Top of Dataset extract

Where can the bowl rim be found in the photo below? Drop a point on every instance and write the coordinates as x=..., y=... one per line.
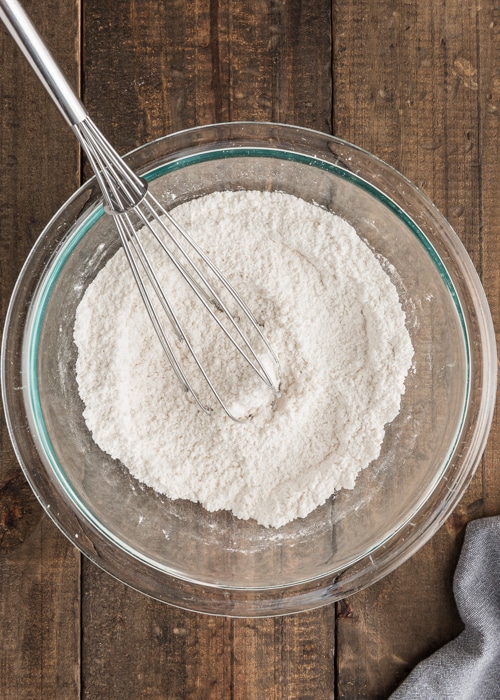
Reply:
x=414, y=540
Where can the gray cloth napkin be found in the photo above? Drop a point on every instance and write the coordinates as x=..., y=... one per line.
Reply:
x=467, y=668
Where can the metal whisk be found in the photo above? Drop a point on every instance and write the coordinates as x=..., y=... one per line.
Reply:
x=133, y=207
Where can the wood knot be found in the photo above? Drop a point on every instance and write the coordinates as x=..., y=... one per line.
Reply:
x=344, y=609
x=19, y=512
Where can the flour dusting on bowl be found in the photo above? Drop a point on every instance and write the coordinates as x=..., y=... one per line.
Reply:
x=331, y=314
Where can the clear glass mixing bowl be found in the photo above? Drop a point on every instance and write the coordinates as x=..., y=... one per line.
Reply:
x=176, y=551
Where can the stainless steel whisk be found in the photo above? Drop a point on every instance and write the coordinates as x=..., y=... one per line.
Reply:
x=128, y=199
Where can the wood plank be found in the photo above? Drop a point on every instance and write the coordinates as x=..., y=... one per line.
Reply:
x=39, y=569
x=202, y=62
x=489, y=100
x=406, y=77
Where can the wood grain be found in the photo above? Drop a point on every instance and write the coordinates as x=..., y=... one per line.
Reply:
x=202, y=62
x=39, y=569
x=407, y=88
x=417, y=83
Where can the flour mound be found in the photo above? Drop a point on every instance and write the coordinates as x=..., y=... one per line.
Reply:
x=331, y=314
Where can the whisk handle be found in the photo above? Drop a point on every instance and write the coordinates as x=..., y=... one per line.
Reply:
x=33, y=47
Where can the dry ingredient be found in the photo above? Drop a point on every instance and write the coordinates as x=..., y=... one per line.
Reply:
x=333, y=317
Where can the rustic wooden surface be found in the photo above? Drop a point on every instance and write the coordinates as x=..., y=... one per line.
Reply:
x=417, y=83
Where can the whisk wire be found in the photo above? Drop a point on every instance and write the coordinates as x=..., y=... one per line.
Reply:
x=256, y=363
x=126, y=194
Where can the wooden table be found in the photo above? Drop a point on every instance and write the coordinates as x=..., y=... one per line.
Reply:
x=418, y=84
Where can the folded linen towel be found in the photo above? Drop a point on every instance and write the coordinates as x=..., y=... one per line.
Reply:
x=467, y=668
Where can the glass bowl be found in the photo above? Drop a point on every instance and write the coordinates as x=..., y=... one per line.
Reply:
x=175, y=550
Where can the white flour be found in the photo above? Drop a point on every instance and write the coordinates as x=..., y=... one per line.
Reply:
x=335, y=321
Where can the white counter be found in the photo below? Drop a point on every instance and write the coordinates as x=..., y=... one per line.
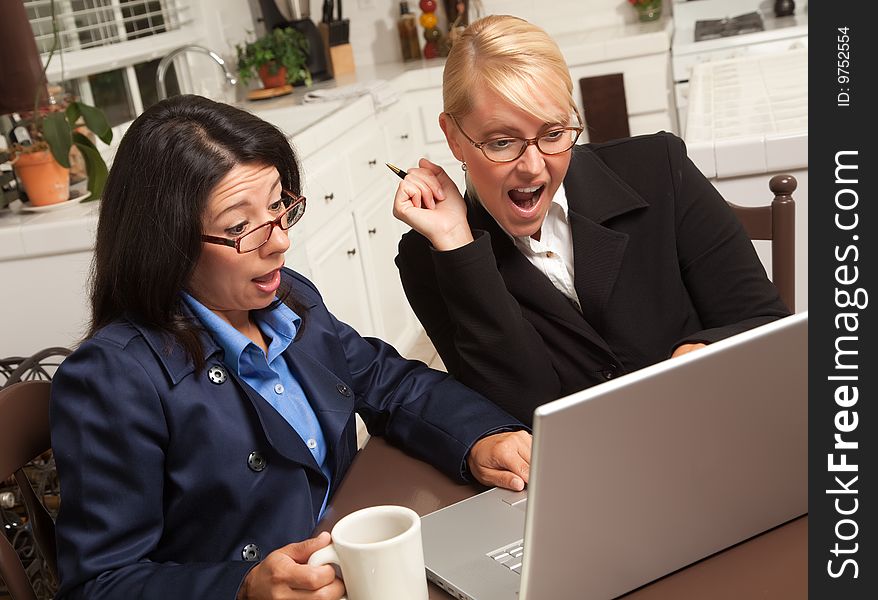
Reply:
x=748, y=121
x=45, y=257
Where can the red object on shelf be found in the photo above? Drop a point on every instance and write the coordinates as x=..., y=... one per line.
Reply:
x=431, y=50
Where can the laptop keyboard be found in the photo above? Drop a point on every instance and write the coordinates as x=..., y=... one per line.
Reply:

Bottom of Dataset extract

## Problem requirements
Would you retype every record above exactly, leaving out the pictures?

## Expected answer
Where can the bowl rim be found in the photo below? Drop a point on every instance and write the coordinates as x=..., y=... one per line.
Reply:
x=414, y=540
Where can the gray cloth napkin be found in the photo above? Drop a point on every instance and write the coordinates as x=..., y=... one per line.
Reply:
x=467, y=668
Where can the metal whisk be found in the photo above? Drop a point on every instance and write the coordinates as x=..., y=... one per line.
Reply:
x=133, y=207
Where can the wood knot be found in the photo above? Drop a point on every instance and write the coordinates as x=..., y=... one per line.
Reply:
x=344, y=609
x=19, y=512
Where can the flour dusting on bowl be found in the photo above? Drop a point on every instance and write the coordinates as x=..., y=... one per line.
Reply:
x=331, y=314
Where can the clear glass mixing bowl be found in the photo above? Drop a point on every instance and write the coordinates as x=..., y=... one per line.
Reply:
x=176, y=551
Where can the stainless steel whisk be found in the photo above? Drop a point on every instance and write the coordinates as x=..., y=... one per line.
Reply:
x=128, y=199
Where can the wood plank be found in the photo above? Drop a point on every instance and write the coordinates as x=..., y=... one per line.
Reply:
x=39, y=569
x=202, y=62
x=489, y=100
x=406, y=77
Where can the wood grain be found in the photo above? Drop a point on every instance and write the coordinates as x=..., y=... one per line.
Reply:
x=202, y=62
x=39, y=569
x=407, y=88
x=417, y=83
Where can the flour mound be found in the photo above? Drop a point on every instance and write the coordinates as x=..., y=... one per line.
Reply:
x=331, y=314
Where can the whisk handle be found in the photo above? Drop a point on every instance and write the coordinates as x=..., y=... one per line.
Reply:
x=33, y=47
Where can the dry ingredient be found in the photo above? Drop a point on every instance and write the coordinates as x=..., y=... one per line.
Reply:
x=333, y=317
Where can the rustic wooden surface be found in the photo above? Drop a point on every instance and write the coordinates as x=..., y=... one per line.
Reply:
x=417, y=83
Where can the whisk wire be found in the photo above? Drop a point on every instance and write the coordinates as x=..., y=... one per line.
Reply:
x=256, y=363
x=126, y=194
Where can the wooden table be found in the photo above? Drop a point on every instance and write the coordinates as x=..., y=... one per line.
Reply:
x=418, y=84
Where can the folded linen towel be found in the photo above? Drop a point on every instance and write the coordinates as x=..., y=... one per line.
Reply:
x=467, y=668
Where can the glass bowl be found in the photo above? Drop a point on every instance and write the coordinates as x=..., y=... one per line.
Reply:
x=175, y=550
Where can the white flour be found in the photo above? Drop a point on every instance and write the coordinates as x=..., y=... one per line.
Reply:
x=335, y=321
Where can the white counter be found in the photo below? Drop a point on every instance and write the coordinates as x=..., y=... one per line.
Reply:
x=748, y=121
x=45, y=257
Where can the red object on shelf be found in the photo above? Drop a point on every instance and write the coordinates as x=..., y=... one per line.
Reply:
x=431, y=50
Where can the laptop keyboard be found in the photo above? Drop a point on every instance and write the coordinates as x=..., y=... one per line.
Reply:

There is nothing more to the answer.